Document segment below:

The Government of Spain and Microsoft collaborate to repatriate children's digital education data provided during the pandemic

News - 2023.2.20

The Government of Spain has reached a landmark agreement with Microsoft to repatriate data from Spanish schools used by children via technologies and stored in the EU, especially those generated during the pandemic. The US company is the first cloud service provider to confirm that the data provided to Microsoft when using Teams reside within the EU, and is committed to offering the possibility of returning them to the national territory once it launches its cloud region in Spain.

This initiative was launched by the State Secretariat for Digitalisation and Artificial Intelligence (SEDIA), under the Ministry of Economy and Digital Transformation, following concerns about the processing of student data during the pandemic. The project has been named "Operation Guernica" as a nod to the importance of the return of Picasso's works of art to Spain with the arrival of democracy.

The return of this information is a milestone at European level for data sovereignty and, at the domestic level, for the government's digitalisation strategy. Protecting the data of Spanish citizens, and in particular of children, is a commitment to digital rights, which are human rights, enacted through the Charter of Digital Rights, which has already been taken as a reference and inspiration in the EU and in Latin American countries.

Unprecedented commitment to Spain

During the pandemic, the online communication and chat platforms proved to be of great help in connecting students to their schools and continuing with their schoolwork. At the time, the government tackled the debate on the storage and processing of Spanish school data in various meetings with the sector. Microsoft is the first company to show sensitivity to this issue and has confirmed through its president, Brad Smith, that all child data provided to Microsoft in the use of Teams are already processed and stored in data centres in the EU.

The First Vice-President and Minister for the Economy and Digital Transformation, Nadia Calviño, stressed that "data sovereignty is essential for the economic future as a strategic pillar in the new digital open economy".

Calviño stressed that governments and technology must move forward together to strengthen the strategic autonomy represented by data sovereignty, respecting the Charter of Digital Rights, of which Spain is a pioneer in Europe.

The company has also committed to offering the possibility of moving this data when available from its servers in the EU to Spain to be stored in Microsoft's data centres there, via the Advanced Data Residency programme.

Microsoft announced in May 2021 the EU Data Boundary initiative, designed to provide greater control and transparency over personal data, and to locate its storage and processing on servers in the EU.

Brad Smith, president of Microsoft, said that "in today's global economy, customers, including schools and other public sector customers and businesses in Spain, continue to look for ways to advance their goals, protect their data and grow to improve efficiency. To support them, we are committed to providing trusted cloud services that are designed to harness the full power of the public cloud, while respecting European values and sovereignty needs".

To meet the needs of customers in the EU, the company has opened and is building data centres in more than 17 European regions, including Spain.

End of Document segment.
Material provided below:

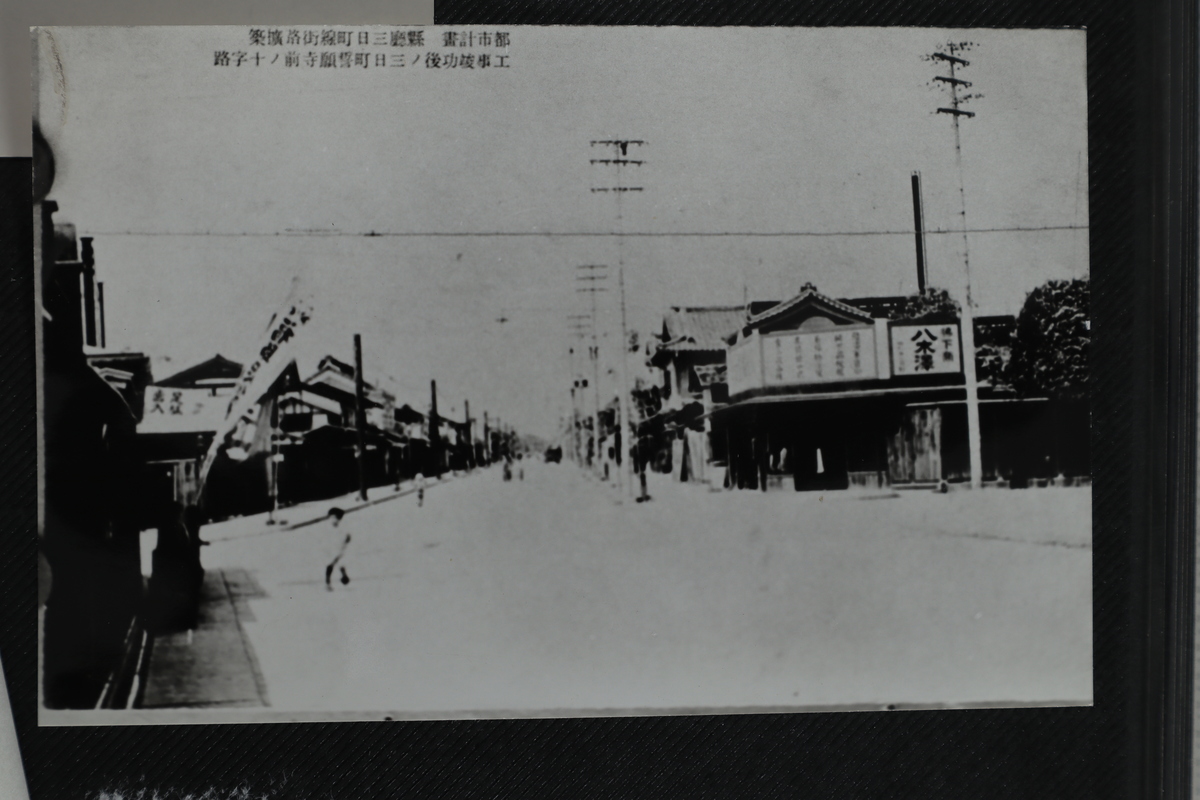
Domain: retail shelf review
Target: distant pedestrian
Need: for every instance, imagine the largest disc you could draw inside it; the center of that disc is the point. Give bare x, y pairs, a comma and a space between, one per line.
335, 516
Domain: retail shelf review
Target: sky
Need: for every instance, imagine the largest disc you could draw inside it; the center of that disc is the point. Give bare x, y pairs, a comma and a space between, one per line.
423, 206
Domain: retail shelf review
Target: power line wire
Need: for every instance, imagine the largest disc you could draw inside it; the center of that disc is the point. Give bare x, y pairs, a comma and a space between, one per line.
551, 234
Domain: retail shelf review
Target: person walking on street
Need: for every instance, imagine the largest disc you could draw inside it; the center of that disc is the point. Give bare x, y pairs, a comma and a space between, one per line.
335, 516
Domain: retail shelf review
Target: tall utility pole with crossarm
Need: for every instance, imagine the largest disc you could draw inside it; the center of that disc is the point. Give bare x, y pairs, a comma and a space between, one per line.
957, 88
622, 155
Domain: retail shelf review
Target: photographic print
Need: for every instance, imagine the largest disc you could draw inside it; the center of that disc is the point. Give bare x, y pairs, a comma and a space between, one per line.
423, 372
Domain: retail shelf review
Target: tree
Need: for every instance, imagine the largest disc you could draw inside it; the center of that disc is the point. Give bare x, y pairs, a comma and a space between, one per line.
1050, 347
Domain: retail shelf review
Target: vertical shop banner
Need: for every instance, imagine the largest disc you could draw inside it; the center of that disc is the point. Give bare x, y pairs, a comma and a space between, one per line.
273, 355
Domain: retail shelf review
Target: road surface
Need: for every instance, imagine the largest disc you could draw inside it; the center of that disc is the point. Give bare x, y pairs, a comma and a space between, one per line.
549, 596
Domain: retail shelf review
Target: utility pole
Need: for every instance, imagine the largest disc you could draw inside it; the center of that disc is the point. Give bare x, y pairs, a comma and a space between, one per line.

End of Material provided.

**Exercise requirements:** List every person named in the news item on Spain's data agreement with Microsoft.

**Written answer:** Picasso, Brad Smith, Nadia Calviño